▸ Problem description: Which lines in the records below mention the word "grass"? Copy each one out.

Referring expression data
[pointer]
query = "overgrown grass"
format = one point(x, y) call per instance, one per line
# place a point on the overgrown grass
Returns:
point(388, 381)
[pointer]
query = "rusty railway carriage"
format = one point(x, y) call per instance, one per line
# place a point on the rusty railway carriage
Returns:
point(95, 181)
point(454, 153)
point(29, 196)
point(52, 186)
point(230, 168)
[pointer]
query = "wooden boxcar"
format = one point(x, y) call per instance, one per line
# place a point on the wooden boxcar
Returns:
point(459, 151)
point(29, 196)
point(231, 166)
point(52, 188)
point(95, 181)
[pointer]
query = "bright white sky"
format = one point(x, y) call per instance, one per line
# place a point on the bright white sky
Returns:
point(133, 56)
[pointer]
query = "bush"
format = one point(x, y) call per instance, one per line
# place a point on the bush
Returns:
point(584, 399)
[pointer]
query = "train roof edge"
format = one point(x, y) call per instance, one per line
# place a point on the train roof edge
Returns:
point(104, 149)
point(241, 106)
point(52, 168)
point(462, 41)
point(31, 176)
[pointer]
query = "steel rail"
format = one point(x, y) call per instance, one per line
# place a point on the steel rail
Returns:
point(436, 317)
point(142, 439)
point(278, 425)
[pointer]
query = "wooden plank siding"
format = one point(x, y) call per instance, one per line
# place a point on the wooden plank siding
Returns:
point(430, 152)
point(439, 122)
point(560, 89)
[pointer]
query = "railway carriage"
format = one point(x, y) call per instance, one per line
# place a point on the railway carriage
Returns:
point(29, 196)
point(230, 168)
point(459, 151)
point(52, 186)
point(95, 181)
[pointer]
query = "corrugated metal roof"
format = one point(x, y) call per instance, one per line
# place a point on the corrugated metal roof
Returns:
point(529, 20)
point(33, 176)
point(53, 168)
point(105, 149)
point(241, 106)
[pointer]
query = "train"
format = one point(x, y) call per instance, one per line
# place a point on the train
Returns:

▸ Worked solution:
query = "overgrown grass"
# place a point on the overgrown grass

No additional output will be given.